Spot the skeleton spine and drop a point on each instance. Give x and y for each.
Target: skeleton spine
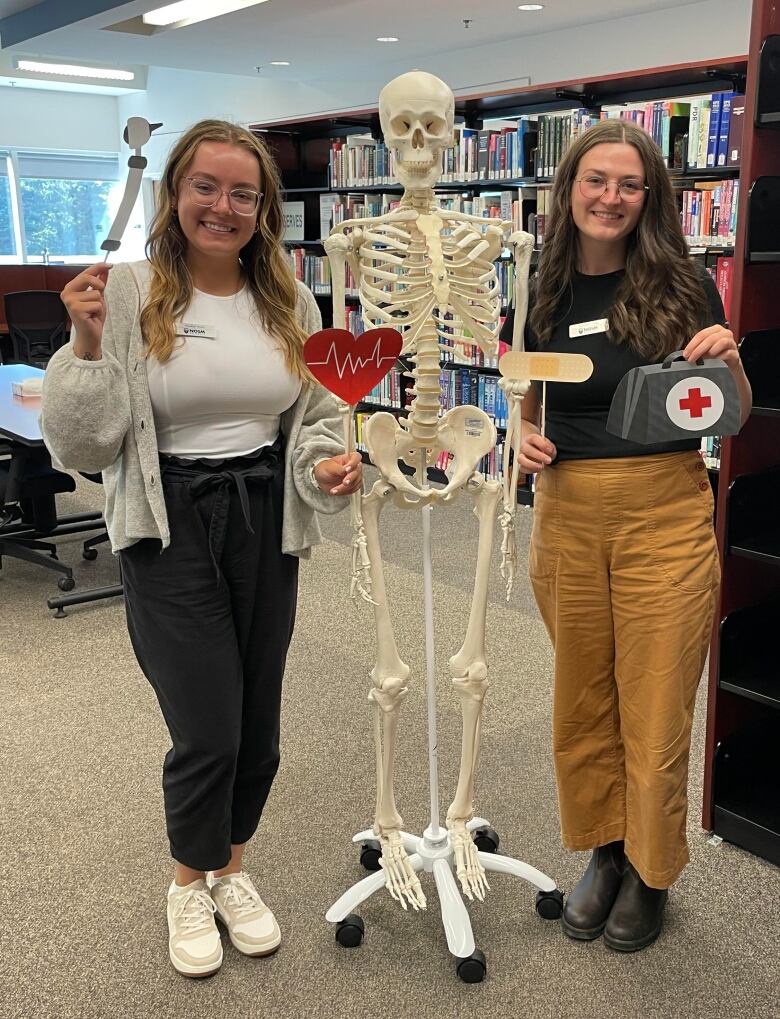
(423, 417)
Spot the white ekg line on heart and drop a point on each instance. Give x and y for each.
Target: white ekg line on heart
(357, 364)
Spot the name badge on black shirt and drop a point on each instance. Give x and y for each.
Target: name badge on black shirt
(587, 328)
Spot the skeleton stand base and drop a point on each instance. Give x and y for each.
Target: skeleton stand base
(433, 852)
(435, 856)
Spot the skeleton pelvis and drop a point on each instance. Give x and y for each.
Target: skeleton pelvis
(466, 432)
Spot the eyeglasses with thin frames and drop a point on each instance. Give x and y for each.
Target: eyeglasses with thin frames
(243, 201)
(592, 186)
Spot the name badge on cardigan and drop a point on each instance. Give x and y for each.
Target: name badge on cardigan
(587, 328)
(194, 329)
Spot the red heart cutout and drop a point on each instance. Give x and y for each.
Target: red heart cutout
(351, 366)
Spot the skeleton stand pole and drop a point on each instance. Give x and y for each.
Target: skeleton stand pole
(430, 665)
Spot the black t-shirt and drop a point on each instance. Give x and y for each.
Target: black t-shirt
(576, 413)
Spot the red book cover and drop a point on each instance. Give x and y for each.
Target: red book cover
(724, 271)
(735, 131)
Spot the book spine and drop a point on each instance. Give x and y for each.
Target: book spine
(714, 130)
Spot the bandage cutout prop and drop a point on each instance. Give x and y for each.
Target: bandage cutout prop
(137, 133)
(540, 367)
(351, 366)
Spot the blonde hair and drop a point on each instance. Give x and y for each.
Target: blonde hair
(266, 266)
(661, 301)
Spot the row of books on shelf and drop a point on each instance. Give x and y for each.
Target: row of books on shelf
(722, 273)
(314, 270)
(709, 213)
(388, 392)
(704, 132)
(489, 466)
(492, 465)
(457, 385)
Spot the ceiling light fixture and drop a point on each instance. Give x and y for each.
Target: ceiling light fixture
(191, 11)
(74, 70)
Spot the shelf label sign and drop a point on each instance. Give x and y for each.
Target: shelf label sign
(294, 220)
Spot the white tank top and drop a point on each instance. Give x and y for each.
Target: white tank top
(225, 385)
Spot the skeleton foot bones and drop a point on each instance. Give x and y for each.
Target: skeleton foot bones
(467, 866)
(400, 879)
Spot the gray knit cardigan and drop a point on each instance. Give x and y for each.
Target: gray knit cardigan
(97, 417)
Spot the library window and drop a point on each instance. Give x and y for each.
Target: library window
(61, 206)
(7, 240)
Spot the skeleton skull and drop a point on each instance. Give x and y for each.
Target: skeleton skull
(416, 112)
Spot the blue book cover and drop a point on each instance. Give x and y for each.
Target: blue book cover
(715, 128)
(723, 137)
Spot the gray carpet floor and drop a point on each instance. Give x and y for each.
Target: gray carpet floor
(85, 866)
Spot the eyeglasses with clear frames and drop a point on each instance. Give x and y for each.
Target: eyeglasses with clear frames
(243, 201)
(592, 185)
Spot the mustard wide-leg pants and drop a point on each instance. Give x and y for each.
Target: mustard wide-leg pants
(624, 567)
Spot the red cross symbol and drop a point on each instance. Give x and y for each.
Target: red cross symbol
━━━━━━━━━━━━━━━━━━━━━━━━━━━━━━
(What you will do)
Please copy each line from the material above in which the string "symbol" appears.

(Task result)
Spot the red cross symbol and drop a point on each instance. Give x and y for each.
Target: red cross symbol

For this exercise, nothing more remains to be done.